- [SOURCE EXTRACT]

○ ○ ○

Improving the performance of near infrared binary polymer solar cells by adding a second non-fullerene intermediate band-gap acceptor

Abstract

The strategy of using ternary blends for the active layer becomes increasingly important in single-junction organic solar cells (OSCs), particularly for boosting the performance of high-performance non-fullerene-based devices. In this work, a non-fullerene small molecule named IT-4F with a moderate bandgap (1.58 eV) is introduced as the third component into the PBDB-T-2Cl:IXIC-4Cl binary blend, where IXIC-4Cl is a low-bandgap acceptor with absorption up to ∼1000 nm. Compared to the 11.99% and 13.47% efficiencies for the binary devices based on PBDB-T-2Cl:IXIC-4Cl and PDBD-T-2Cl:IT-4F, respectively, the ternary OSCs achieve a power conversion efficiency (PCE) of 14.96% when the weight ratio of PBDB-T-2Cl:IXIC-4Cl:IT-4F is 1.0 : 0.3 : 0.7. Through device and film characterization, IT-4F is shown to be an effective third component with functionalities including modulating the electronic properties, adjusting the frontier orbital energy levels, complementing the absorption spectrum and improving the active-layer morphology, which lead to significantly increased open-circuit voltage (V_OC), short-circuit current (J_SC) and fill factor (FF). Our method could be employed as a general approach to enhance the performance of nonfullerene OSCs based on low-bandgap small molecule acceptors.

○ ○ ○

- [RAW DATA]
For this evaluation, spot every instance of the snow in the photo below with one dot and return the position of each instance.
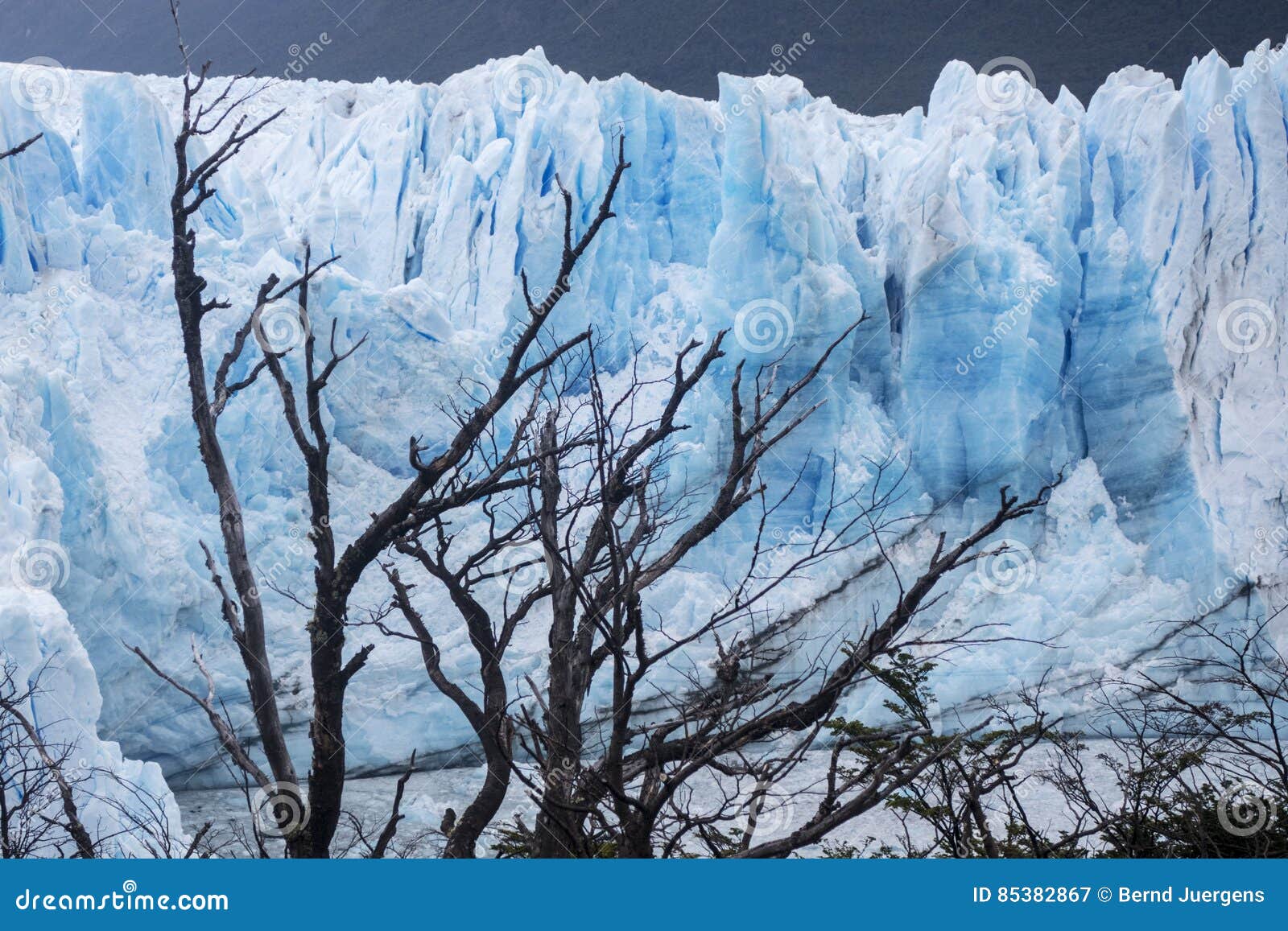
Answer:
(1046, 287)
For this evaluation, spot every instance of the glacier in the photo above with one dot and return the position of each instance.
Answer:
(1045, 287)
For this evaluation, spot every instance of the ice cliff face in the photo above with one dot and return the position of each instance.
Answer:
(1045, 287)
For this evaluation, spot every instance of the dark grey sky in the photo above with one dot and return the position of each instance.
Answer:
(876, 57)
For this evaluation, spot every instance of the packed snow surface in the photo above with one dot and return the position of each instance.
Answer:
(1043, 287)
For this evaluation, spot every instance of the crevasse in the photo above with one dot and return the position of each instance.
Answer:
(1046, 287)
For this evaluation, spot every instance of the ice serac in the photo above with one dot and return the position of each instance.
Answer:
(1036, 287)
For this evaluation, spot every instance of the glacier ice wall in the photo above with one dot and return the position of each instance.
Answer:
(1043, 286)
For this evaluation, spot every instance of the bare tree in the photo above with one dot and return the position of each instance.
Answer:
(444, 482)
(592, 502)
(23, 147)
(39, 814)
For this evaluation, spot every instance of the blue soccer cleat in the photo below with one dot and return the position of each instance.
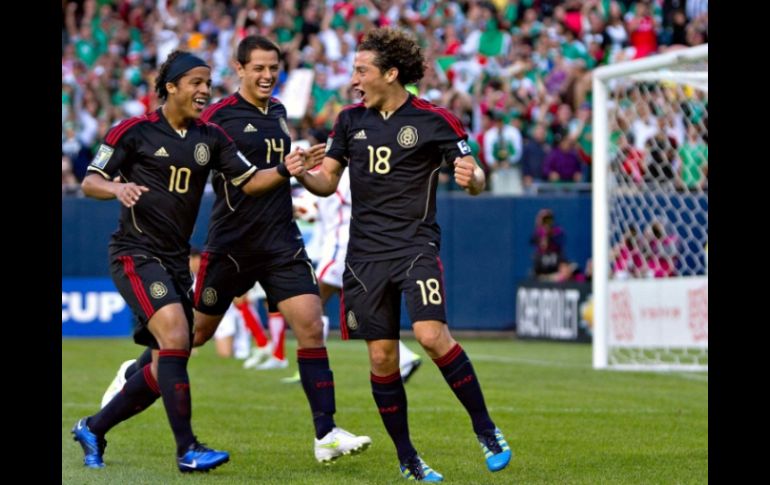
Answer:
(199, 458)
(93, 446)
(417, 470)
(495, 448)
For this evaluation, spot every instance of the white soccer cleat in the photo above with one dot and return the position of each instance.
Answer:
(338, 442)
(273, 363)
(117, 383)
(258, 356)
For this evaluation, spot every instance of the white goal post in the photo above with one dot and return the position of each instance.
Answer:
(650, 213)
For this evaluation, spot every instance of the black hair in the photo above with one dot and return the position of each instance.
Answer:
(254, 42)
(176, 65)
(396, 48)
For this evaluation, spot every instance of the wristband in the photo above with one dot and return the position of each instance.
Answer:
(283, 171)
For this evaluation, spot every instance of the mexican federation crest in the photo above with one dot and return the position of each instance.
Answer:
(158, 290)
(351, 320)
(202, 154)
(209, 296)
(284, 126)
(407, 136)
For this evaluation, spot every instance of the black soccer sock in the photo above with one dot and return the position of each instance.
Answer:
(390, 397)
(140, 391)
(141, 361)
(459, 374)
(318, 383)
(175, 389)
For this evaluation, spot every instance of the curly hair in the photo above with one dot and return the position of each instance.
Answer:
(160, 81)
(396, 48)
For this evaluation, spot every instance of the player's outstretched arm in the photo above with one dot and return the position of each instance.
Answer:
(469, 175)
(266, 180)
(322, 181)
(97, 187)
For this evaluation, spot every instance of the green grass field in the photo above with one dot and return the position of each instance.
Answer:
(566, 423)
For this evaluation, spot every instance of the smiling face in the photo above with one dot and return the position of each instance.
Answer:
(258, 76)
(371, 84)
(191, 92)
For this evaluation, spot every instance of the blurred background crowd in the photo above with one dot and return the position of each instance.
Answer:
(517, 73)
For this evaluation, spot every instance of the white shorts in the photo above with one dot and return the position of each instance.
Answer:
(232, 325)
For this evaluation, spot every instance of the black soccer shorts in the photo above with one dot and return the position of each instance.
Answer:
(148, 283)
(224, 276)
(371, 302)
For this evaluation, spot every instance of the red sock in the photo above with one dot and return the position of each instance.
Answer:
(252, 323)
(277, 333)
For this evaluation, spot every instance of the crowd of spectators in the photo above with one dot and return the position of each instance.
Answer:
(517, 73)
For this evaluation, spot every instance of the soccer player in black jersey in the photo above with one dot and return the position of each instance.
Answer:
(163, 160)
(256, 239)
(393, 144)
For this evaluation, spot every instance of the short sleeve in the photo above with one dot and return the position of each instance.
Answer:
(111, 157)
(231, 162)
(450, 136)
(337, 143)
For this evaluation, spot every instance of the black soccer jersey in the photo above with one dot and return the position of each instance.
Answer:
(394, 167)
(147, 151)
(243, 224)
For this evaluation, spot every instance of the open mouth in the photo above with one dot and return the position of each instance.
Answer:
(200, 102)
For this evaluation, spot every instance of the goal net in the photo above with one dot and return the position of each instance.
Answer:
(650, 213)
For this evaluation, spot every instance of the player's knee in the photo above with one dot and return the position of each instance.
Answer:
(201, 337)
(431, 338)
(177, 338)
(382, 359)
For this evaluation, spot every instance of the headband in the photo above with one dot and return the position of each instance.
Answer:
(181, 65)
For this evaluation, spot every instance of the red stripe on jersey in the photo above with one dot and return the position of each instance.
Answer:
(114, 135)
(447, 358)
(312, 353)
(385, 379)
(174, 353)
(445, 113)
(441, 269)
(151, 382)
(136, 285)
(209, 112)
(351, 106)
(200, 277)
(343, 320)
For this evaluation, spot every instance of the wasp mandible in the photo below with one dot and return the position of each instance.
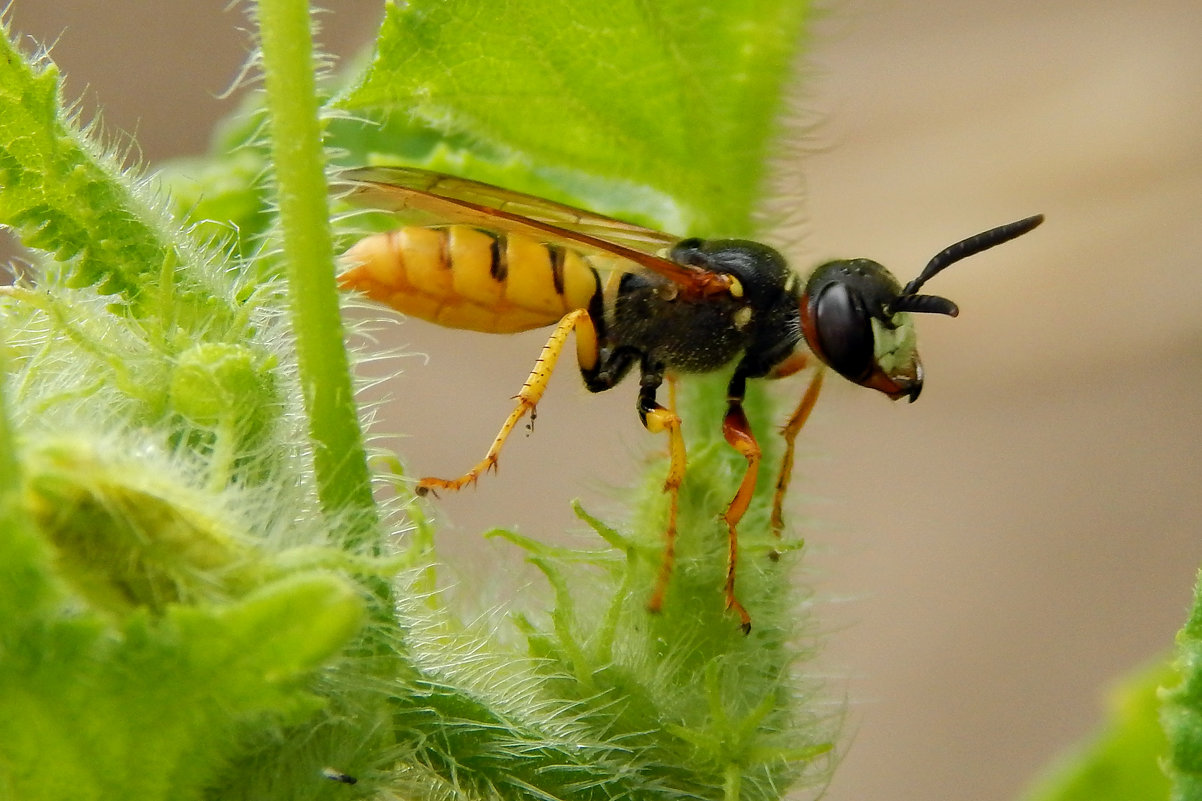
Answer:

○ ○ ○

According to the source extract, what power conversion efficiency do the ternary devices achieve, and at what weight ratio of PBDB-T-2Cl:IXIC-4Cl:IT-4F? Use only the source extract for this.

- [RESULT]
The ternary devices reach 14.96% at a PBDB-T-2Cl:IXIC-4Cl:IT-4F weight ratio of 1.0 : 0.3 : 0.7.